*** Data

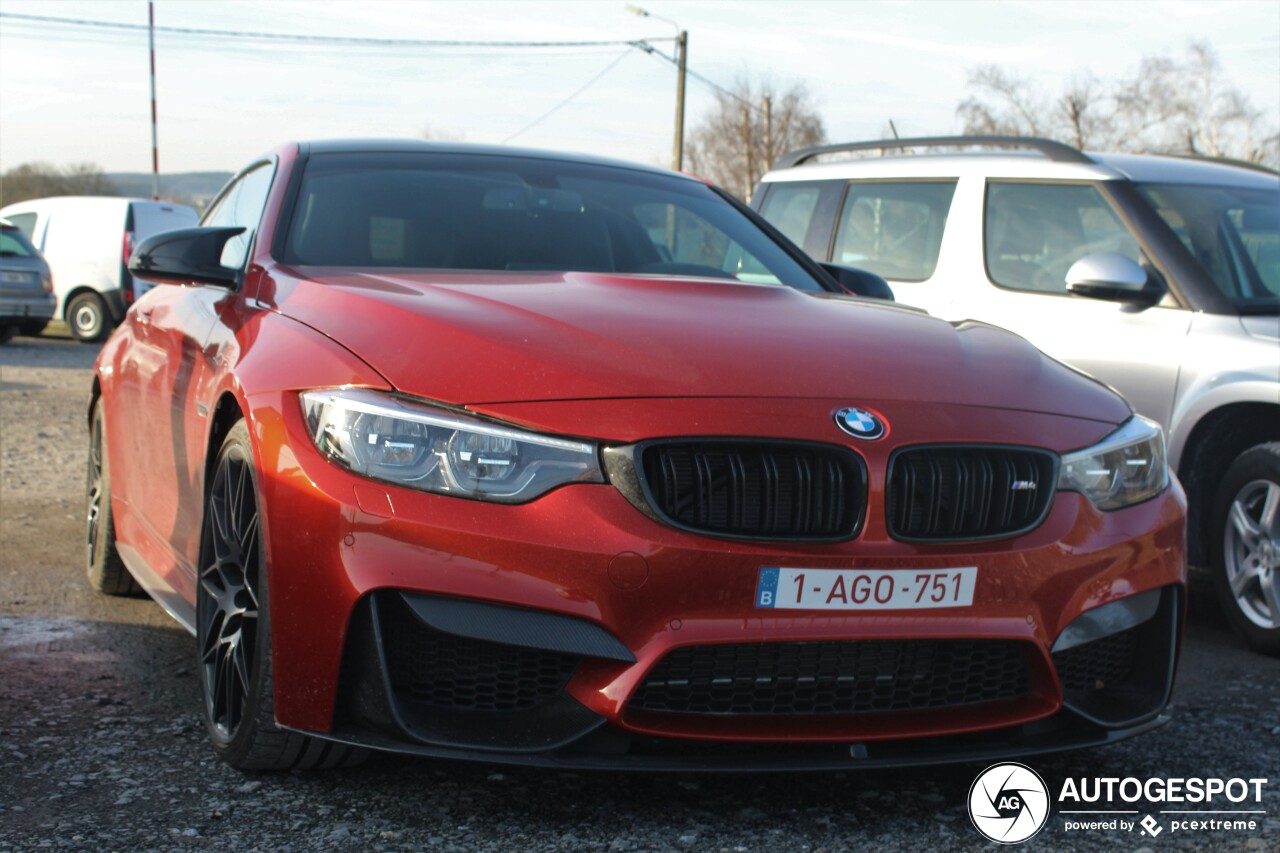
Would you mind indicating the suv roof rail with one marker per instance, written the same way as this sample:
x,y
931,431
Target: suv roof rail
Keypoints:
x,y
1239,164
1052,149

******

Scan the material above. Copy each line that holds the word "roof".

Would you mind indicating the suv roof rail with one marker per instance, written the same way as this sample:
Target: suv roof rail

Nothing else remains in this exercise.